━━━━━ Text

Zubrin lies like he breathes, not bothering even calculate in Excel, not to mention take integrals!
But they continue to believe him — because it's Zubrin!
When they discussed his "engine on salt of Uranium" [NSWR — zaitcev] I wrote that the engine will not work in principle, because a reactor can only work in case of effective deceleration of neutrons, but already at the temperature of the moderator of 3000 degrees (like in KIWI), the cross-section of fission decreases 10 times, and the critical mass increases proportionally. But nobody paid attention — who am I, who is Zubrin!
The core has to be hot, and the moderator has to be cool, this is essential.
But they continued to fantasize, is it going to be 100,000 degrees in there, or only 10,000?
No matter how much I pointed out the principal contradiction — here is the cold sub-critical solution, and here is super-critical plasma, only in a meter or two away, and therefore neutrons from this plasma fly into the solution — which will inevitably capture them, decelerate, and react, and therefore the whole concept goes down the toilet.
But they disucss this salt engine over decades, without trying to check Zubrin's claims.
All "normal" nuclear reactors work only in the region between "first" (including the delayed neutrons) and "second" (with fast neutrons) criticalities. Only in this region, control of the reactor is possible. By the way, the difference in breeding ratios is only 1.000 and 1.007 for slow neutrons and 1.002 for the fast ones (in case of Plutonium, this much is the case even for slow neutrons).
And by the way, average delay for delayed neutrons is 0.1 seconds! The solution has to remain in the active zone for 100 milliseconds, in order to capture the delayed neutrons! Not even the solid phase RD-0410 reached that much.
Therefore, Zubrin's engine must be critical at the prompt neutrons. And because the moderator underperforms because it's hot, prompt neutrons become indistinguishable from fission neutrons, and therefore the density of plasma has to be the same as density of metal in order to achieve criticality — that is to say, almost 20 g/sm^3 for Uranium.
But this persuades nobody, because Zubrin is Zubrin, and who are you?
It all began as a discussion of Mars Direct among geeks, but escalated quickly.

━━━━━━━━━━
━━━━━ Data extract

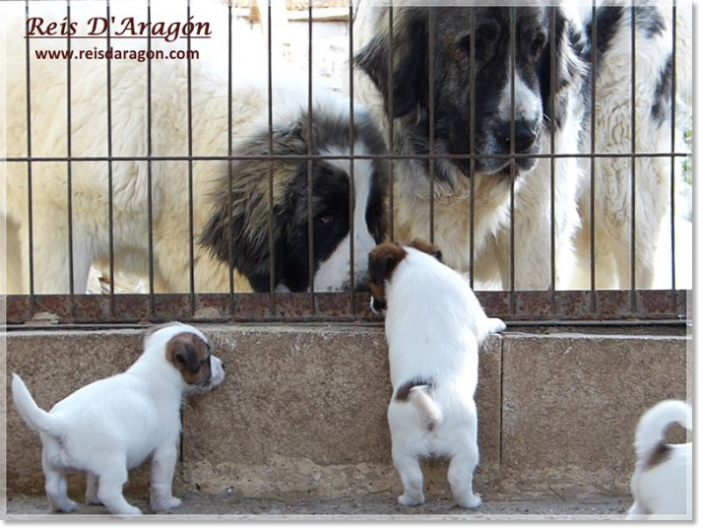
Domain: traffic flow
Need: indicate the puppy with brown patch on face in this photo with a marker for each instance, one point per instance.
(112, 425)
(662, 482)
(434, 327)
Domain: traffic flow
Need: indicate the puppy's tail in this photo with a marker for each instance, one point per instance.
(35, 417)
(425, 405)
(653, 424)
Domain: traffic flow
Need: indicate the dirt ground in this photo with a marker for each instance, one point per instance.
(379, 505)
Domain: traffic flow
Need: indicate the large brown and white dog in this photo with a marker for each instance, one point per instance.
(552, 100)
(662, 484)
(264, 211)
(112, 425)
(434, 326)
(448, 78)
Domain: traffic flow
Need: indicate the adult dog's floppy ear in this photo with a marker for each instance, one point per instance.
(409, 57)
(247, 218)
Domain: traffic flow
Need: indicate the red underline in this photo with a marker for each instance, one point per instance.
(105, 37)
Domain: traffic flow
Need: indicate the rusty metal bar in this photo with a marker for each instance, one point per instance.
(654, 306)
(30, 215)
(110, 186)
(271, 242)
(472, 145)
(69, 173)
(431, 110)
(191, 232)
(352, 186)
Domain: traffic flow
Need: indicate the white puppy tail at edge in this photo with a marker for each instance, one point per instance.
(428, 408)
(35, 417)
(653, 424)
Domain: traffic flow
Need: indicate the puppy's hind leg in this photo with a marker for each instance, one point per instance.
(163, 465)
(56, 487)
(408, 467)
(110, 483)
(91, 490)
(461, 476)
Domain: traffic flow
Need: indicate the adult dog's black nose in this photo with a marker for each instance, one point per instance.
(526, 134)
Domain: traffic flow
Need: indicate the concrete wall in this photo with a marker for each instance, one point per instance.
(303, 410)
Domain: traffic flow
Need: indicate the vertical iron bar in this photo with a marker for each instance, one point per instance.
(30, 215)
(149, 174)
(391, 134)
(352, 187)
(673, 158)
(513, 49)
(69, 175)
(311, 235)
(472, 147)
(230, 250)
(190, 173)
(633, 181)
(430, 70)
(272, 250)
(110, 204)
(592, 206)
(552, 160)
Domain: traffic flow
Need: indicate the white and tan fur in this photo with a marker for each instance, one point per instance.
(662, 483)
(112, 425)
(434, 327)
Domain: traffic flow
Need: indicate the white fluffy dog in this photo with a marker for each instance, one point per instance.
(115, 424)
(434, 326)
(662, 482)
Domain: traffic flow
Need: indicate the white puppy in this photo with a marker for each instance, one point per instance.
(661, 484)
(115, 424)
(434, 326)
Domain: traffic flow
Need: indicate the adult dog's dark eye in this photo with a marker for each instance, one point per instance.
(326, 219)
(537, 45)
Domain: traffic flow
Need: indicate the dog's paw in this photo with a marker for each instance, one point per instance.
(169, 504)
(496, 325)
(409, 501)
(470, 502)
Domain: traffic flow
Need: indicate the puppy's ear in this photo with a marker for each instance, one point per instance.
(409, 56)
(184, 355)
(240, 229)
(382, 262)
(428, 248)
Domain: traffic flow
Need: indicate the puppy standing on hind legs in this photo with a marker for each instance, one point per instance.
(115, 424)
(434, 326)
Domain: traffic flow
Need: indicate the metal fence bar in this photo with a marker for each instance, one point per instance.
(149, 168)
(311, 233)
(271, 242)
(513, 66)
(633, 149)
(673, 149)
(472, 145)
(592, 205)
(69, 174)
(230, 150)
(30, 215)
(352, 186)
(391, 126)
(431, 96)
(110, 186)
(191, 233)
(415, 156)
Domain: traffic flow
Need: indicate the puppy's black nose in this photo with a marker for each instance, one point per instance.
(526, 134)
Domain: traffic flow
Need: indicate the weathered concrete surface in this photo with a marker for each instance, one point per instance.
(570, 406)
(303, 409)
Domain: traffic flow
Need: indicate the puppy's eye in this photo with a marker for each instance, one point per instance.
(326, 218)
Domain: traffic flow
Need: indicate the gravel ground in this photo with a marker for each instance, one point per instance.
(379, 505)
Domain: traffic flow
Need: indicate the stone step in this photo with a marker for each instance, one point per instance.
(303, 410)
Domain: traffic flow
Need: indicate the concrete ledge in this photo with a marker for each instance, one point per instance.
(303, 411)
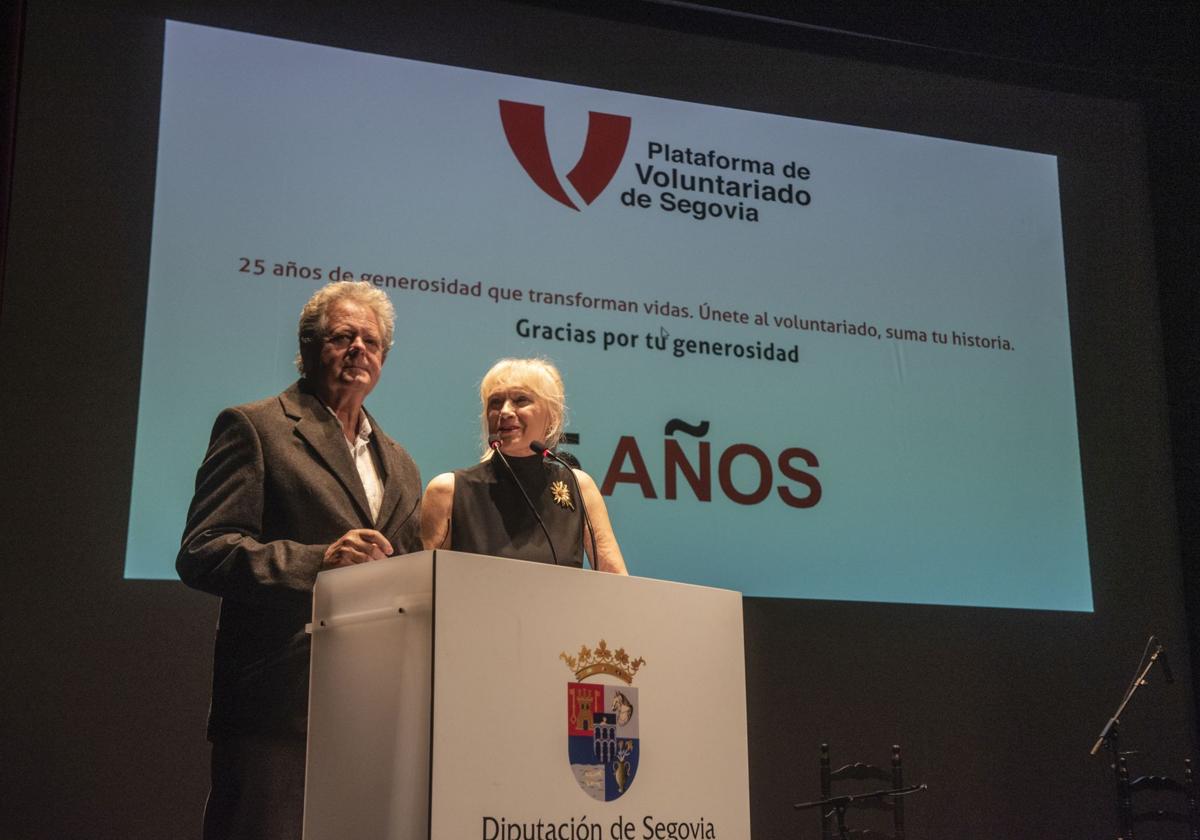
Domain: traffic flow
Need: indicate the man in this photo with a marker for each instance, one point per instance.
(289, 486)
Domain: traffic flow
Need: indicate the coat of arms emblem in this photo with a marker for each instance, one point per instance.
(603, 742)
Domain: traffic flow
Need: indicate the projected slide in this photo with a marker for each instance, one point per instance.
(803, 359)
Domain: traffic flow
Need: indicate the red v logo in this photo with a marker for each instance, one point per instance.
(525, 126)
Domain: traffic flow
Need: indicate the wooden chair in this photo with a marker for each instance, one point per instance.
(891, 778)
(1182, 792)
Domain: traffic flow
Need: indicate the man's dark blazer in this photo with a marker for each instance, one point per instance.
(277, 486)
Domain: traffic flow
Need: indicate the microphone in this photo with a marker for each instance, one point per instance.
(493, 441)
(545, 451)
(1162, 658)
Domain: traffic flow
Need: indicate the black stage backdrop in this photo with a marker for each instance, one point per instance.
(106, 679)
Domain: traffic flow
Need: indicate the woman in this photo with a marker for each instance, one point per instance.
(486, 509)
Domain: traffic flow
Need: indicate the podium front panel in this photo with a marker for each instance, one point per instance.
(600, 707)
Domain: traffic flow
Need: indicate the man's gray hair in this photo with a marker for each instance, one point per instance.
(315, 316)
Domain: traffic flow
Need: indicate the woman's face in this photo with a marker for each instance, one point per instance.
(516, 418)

━━━━━━━━━━
━━━━━ Data extract

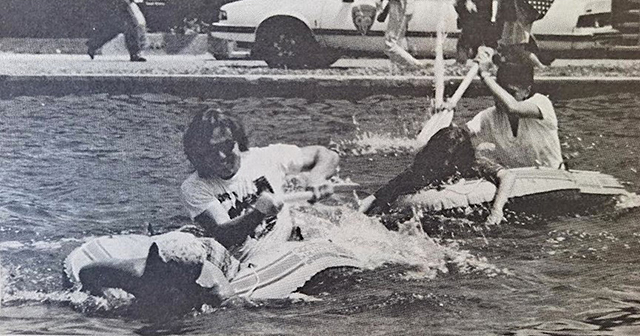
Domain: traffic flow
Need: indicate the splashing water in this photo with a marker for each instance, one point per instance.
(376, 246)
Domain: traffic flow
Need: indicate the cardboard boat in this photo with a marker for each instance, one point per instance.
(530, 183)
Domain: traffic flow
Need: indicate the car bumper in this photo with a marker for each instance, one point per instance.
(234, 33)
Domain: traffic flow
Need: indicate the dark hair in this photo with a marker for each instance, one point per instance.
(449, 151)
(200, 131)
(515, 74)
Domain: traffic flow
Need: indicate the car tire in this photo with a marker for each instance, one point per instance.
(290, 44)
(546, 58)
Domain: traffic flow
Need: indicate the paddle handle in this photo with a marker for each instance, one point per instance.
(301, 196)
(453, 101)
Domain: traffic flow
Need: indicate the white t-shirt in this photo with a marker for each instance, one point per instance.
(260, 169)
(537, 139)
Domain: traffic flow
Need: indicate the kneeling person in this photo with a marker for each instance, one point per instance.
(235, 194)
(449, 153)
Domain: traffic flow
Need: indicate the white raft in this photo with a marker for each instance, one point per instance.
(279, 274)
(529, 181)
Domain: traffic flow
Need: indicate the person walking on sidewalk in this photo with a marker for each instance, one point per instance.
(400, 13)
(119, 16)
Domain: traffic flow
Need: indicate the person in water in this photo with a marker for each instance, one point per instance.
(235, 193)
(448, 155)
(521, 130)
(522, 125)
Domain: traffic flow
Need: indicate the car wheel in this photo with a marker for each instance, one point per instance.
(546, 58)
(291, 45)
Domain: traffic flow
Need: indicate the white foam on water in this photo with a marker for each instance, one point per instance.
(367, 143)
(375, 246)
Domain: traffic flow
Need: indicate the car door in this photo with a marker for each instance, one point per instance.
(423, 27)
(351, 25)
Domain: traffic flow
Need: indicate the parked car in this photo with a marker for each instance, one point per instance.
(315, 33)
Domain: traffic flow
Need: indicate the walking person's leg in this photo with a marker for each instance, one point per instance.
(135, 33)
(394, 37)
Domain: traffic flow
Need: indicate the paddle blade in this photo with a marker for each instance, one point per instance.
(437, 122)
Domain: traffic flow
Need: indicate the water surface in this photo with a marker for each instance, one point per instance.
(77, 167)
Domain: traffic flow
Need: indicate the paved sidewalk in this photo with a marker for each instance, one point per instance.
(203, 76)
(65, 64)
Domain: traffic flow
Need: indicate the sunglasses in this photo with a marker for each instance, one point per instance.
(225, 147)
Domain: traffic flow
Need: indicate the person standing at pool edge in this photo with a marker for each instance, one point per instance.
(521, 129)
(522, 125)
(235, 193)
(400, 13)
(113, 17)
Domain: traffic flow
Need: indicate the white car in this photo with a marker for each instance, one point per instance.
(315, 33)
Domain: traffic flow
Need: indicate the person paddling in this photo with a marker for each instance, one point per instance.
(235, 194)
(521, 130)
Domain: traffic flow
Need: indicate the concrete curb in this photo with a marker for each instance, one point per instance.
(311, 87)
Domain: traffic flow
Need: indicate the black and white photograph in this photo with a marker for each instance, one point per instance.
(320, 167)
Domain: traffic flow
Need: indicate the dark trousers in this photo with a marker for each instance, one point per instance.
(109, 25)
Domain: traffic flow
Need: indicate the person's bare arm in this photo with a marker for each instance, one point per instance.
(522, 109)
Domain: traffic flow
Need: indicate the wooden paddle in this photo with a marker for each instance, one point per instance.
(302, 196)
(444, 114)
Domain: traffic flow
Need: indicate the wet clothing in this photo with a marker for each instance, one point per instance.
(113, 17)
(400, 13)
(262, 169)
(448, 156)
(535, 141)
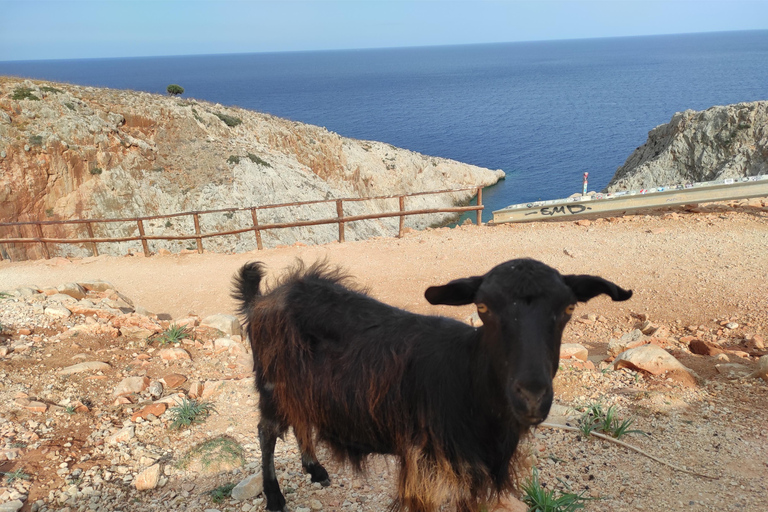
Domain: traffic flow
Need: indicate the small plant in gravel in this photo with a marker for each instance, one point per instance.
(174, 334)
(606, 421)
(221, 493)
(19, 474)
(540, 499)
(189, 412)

━━━━━━━━━━

**Problems to solve:**
**a)** From the text above on Zubrin's engine, reproduce the passage that opens with the words "When they discussed" and ends after the words "this is essential.".
**b)** List every temperature, given in degrees, that the text on Zubrin's engine mentions.

**Answers given:**
**a)**
When they discussed his "engine on salt of Uranium" [NSWR — zaitcev] I wrote that the engine will not work in principle, because a reactor can only work in case of effective deceleration of neutrons, but already at the temperature of the moderator of 3000 degrees (like in KIWI), the cross-section of fission decreases 10 times, and the critical mass increases proportionally. But nobody paid attention — who am I, who is Zubrin!
The core has to be hot, and the moderator has to be cool, this is essential.

**b)**
3000 degrees
100,000 degrees
10,000 degrees